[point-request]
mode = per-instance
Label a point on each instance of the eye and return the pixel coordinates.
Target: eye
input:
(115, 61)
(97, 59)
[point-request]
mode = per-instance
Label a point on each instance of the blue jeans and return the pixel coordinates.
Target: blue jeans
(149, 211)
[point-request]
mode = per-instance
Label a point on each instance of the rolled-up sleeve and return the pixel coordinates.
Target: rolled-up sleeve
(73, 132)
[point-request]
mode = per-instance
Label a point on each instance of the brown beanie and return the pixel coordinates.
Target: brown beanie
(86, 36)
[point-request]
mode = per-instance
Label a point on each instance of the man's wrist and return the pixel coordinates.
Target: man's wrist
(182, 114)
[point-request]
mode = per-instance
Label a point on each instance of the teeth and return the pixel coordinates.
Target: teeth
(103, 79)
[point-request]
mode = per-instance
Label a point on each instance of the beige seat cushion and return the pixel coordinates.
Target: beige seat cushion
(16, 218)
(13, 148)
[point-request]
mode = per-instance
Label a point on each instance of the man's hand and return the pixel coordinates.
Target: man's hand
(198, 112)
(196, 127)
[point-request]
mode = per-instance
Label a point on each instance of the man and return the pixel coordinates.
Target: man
===
» EXERCISE PROMPT:
Exactly as shown, give every record again.

» ANSWER BELOW:
[point-request]
mode = per-instance
Label a point on each instance of the eye and return the pixel coordinates.
Target: eye
input:
(115, 61)
(97, 59)
[point-request]
mode = per-instance
Label a point on each instance of the blue jeans and return the pixel coordinates.
Target: blue jeans
(149, 211)
[point-request]
mode = per-instance
Label a point on each instance of the rolled-up sleeve and return the pixel coordinates.
Target: rolled-up sleeve
(73, 132)
[point-request]
mode = per-instance
Label a point on each instance of the brown beanie and return the pixel coordinates.
Target: brown beanie
(86, 36)
[point-request]
mode = per-instance
Label a point on each instance of the man's wrist and return the pixel coordinates.
Target: man's wrist
(182, 114)
[point-request]
mode = per-instance
Label a point on each instance of the teeth and return the pixel coordinates.
Target: teeth
(103, 79)
[point-request]
mode = per-instance
Label a point on each instance of the beige seat cushion and return the pixel coordinates.
Target: beige seat cushion
(16, 218)
(13, 148)
[point-request]
mode = per-instance
Label a point on each instance of the man's hand and return the pixel coordinates.
Target: man's hand
(198, 112)
(196, 127)
[point-request]
mode = per-instance
Label a point on each instance of the man and return the pixel coordinates.
Target: man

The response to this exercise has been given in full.